* [Rows of object pointing data]:

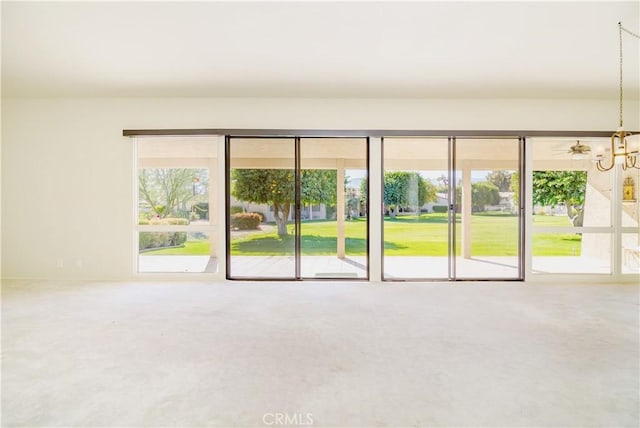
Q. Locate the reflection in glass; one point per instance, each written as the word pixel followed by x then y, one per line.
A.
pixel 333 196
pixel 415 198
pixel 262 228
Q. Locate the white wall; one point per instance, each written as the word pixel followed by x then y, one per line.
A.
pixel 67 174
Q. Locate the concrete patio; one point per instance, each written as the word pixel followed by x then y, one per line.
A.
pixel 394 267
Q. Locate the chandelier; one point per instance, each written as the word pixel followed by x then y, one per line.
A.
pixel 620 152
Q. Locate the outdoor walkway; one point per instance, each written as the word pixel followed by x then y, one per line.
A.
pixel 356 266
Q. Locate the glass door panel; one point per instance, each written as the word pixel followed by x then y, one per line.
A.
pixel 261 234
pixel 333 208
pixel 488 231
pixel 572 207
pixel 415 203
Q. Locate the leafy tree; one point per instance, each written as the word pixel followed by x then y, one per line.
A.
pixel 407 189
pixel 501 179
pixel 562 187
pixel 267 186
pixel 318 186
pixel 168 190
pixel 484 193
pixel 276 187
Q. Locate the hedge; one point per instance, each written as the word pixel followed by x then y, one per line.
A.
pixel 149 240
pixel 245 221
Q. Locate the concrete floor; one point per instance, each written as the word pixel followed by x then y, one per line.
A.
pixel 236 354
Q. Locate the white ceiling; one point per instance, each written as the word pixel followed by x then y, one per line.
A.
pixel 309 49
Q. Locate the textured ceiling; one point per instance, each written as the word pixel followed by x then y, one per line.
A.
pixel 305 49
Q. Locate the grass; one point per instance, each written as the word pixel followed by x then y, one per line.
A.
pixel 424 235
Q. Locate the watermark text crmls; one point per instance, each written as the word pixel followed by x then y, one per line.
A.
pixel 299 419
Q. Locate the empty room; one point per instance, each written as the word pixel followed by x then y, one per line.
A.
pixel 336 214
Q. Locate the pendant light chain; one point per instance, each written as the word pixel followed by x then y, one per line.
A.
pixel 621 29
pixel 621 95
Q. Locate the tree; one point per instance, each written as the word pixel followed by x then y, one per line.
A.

* [WORK TO COMPLETE]: Quote the lines starting at the one containing "Q. Locate the glass" and ending at the one containing "pixel 236 354", with both of those included.

* [ANSWER TO THIS TASK]:
Q. Locate the glass door panel; one point per instance, each written as the word pixel followed by x then y, one per line.
A.
pixel 261 234
pixel 333 208
pixel 488 231
pixel 572 207
pixel 415 203
Q. Locate the leafy tree; one point per instance, each written as the word pixel followed by x then y, one per line.
A.
pixel 407 189
pixel 501 179
pixel 562 187
pixel 267 186
pixel 318 186
pixel 168 190
pixel 484 193
pixel 276 187
Q. Locate the hedge; one point per instance, each written as the word pixel followed by x then y, one per line.
A.
pixel 149 240
pixel 245 221
Q. Locate the concrete floor; one point per instance, each written as the word pixel followed by x then y, one per line.
A.
pixel 236 354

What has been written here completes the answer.